⟨

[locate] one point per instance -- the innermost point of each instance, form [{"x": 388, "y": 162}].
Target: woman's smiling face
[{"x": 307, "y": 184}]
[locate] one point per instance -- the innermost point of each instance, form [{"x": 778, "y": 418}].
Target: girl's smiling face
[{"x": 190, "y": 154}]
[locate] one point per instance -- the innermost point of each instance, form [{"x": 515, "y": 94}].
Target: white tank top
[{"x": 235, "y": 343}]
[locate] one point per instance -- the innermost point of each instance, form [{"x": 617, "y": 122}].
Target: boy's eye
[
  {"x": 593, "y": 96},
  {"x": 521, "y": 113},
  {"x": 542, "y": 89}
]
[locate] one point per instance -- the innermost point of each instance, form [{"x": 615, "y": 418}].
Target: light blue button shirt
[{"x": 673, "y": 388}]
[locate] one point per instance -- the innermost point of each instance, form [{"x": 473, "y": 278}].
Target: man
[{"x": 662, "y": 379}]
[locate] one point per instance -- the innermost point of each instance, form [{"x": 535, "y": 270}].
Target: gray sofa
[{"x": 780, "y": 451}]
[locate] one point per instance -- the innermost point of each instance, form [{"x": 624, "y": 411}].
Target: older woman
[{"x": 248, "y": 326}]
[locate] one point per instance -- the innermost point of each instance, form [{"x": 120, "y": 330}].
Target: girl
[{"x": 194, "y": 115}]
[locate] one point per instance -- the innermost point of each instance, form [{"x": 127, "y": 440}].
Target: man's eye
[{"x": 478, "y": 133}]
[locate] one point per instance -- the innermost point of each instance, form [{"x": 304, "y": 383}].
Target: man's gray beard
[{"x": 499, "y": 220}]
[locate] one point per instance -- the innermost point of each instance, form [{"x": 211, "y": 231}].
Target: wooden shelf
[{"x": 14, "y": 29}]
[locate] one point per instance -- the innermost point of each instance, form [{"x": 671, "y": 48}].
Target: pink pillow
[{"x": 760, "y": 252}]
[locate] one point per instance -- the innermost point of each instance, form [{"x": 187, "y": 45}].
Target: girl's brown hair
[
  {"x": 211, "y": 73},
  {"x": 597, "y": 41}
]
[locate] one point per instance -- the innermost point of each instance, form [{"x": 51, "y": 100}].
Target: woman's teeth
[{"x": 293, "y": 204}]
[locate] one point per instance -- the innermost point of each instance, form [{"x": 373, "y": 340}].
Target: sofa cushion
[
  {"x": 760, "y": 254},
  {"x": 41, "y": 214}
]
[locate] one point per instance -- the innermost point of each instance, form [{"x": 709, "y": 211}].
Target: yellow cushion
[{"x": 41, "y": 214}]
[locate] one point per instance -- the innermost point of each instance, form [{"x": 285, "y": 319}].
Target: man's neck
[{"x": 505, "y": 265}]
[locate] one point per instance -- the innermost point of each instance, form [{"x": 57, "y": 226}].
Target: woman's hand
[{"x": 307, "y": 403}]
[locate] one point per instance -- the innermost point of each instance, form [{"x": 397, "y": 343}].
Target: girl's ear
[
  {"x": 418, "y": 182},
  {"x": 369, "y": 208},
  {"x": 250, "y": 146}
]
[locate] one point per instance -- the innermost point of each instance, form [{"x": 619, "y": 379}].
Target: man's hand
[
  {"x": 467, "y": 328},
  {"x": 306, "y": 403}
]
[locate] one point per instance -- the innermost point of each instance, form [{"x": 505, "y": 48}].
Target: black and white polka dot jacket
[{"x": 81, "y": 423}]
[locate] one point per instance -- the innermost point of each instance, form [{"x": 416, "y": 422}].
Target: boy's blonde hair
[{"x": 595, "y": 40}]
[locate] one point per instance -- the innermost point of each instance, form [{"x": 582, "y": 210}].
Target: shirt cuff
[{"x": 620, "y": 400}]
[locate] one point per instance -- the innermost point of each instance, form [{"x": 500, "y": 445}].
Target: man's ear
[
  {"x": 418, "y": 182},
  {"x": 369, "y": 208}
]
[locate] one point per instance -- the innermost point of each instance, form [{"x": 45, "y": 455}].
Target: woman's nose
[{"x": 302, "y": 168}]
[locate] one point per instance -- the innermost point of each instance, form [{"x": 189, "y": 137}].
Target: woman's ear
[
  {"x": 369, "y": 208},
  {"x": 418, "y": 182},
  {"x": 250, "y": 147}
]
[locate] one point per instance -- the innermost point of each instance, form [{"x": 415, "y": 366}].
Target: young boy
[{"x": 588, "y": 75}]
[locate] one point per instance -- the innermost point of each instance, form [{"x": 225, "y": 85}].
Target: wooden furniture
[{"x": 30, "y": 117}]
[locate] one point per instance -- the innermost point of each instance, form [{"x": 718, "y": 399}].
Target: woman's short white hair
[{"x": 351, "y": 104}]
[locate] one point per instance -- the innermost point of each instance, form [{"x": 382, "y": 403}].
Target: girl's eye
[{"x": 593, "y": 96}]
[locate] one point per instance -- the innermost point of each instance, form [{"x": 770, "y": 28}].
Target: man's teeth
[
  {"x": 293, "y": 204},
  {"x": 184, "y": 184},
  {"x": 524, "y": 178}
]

⟩

▶ _Task instructions_: Every record above should be copied exactly.

▶ _Reply to the exercise_:
[locate] one point per instance -- the innermost point of each instance, form [{"x": 388, "y": 162}].
Target: woman's smiling face
[{"x": 307, "y": 184}]
[locate] one point per instance -- the innermost point of each instance, form [{"x": 778, "y": 418}].
Target: girl's smiling face
[{"x": 190, "y": 154}]
[locate] one point per instance -- the innermost point of each instance, form [{"x": 515, "y": 94}].
Target: white tank top
[{"x": 235, "y": 343}]
[locate] one point per instance -- the innermost point of each instance, form [{"x": 617, "y": 122}].
Target: boy's eye
[
  {"x": 593, "y": 96},
  {"x": 521, "y": 113},
  {"x": 542, "y": 89}
]
[locate] one point per instance -- the innermost point of each instance, form [{"x": 615, "y": 418}].
Target: light blue button shirt
[{"x": 673, "y": 388}]
[locate] one point per instance -- the innermost point of each instance, form [{"x": 473, "y": 278}].
Target: man
[{"x": 662, "y": 379}]
[locate] one point per instance -- the innermost point of each instance, form [{"x": 535, "y": 270}].
Target: gray sofa
[{"x": 780, "y": 451}]
[locate] one point per instance -- the innermost point of each instance, form [{"x": 624, "y": 411}].
Target: older woman
[{"x": 248, "y": 326}]
[locate] one point per instance -- the innermost point of each instance, form [{"x": 120, "y": 330}].
Target: girl
[{"x": 194, "y": 115}]
[locate] one point per instance -- the innermost point of each instance, form [{"x": 127, "y": 440}].
Target: man's eye
[{"x": 478, "y": 133}]
[locate] one point per instance -- the innermost point of each instance, form [{"x": 304, "y": 383}].
Target: man's gray beard
[{"x": 499, "y": 220}]
[locate] one point per instance -- the innermost point of each instance, form [{"x": 211, "y": 231}].
Target: wooden shelf
[{"x": 14, "y": 29}]
[locate] one point per instance -- the innermost point of each instance, form [{"x": 671, "y": 48}].
Target: pink pillow
[{"x": 760, "y": 252}]
[locate] one point per instance -- the innermost point of each instance, form [{"x": 187, "y": 45}].
Target: girl's brown hair
[
  {"x": 211, "y": 73},
  {"x": 597, "y": 41}
]
[locate] one point per instance -- the innermost point of each instance, form [{"x": 51, "y": 100}].
Target: woman's teeth
[{"x": 293, "y": 204}]
[locate] one point per instance -- the innermost point of each instance, form [{"x": 373, "y": 340}].
Target: sofa cushion
[
  {"x": 760, "y": 254},
  {"x": 41, "y": 214}
]
[locate] one point per instance -- the innermost point of each instance, form [{"x": 709, "y": 211}].
Target: yellow cushion
[{"x": 41, "y": 214}]
[locate] one point per instance -- the innermost point of each instance, form [{"x": 285, "y": 319}].
Target: man's neck
[{"x": 505, "y": 265}]
[locate] one point per instance -- the innermost point of each instance, form [{"x": 57, "y": 226}].
Target: woman's hand
[{"x": 307, "y": 403}]
[locate] one point per instance -- the innermost point of each instance, form [{"x": 397, "y": 343}].
Target: girl's ear
[
  {"x": 418, "y": 182},
  {"x": 369, "y": 208},
  {"x": 250, "y": 146}
]
[locate] one point per instance -- the innermost point of each instance, form [{"x": 619, "y": 379}].
Target: man's hand
[
  {"x": 467, "y": 328},
  {"x": 306, "y": 403}
]
[locate] one point per instance -- the innermost point of each instance, form [{"x": 505, "y": 48}].
Target: black and white polka dot jacket
[{"x": 81, "y": 423}]
[locate] one point per instance -- the innermost point of each instance, form [{"x": 416, "y": 422}].
Target: boy's blonde hair
[{"x": 595, "y": 40}]
[locate] one point per instance -- the innermost point of each instance, form [{"x": 582, "y": 210}].
Target: shirt cuff
[{"x": 620, "y": 400}]
[locate] one point per instance -- the innermost point of each instance, form [{"x": 500, "y": 445}].
Target: man's ear
[
  {"x": 418, "y": 182},
  {"x": 369, "y": 208}
]
[locate] one point per instance -- the innermost point of each instance, form [{"x": 45, "y": 455}].
Target: woman's nose
[{"x": 302, "y": 168}]
[locate] one point per instance -- the innermost point of each instance, form [{"x": 189, "y": 137}].
Target: woman's ear
[
  {"x": 369, "y": 208},
  {"x": 418, "y": 182},
  {"x": 250, "y": 147}
]
[locate] one point per instance -- the innermost point of each instance, form [{"x": 415, "y": 366}].
Target: young boy
[{"x": 588, "y": 75}]
[locate] one point per instance -- the innermost point of each instance, form [{"x": 225, "y": 85}].
Target: wooden furniture
[{"x": 30, "y": 117}]
[locate] one point per instance -- the innermost point of each instance, form [{"x": 718, "y": 399}].
Target: woman's short white hair
[{"x": 351, "y": 104}]
[locate] one point per instance -- the innermost point of each instance, form [{"x": 382, "y": 403}].
Target: girl's eye
[{"x": 593, "y": 96}]
[locate] one point per instance -- the innermost point of each instance, form [{"x": 770, "y": 28}].
Target: man's teeth
[
  {"x": 293, "y": 204},
  {"x": 184, "y": 184},
  {"x": 524, "y": 178}
]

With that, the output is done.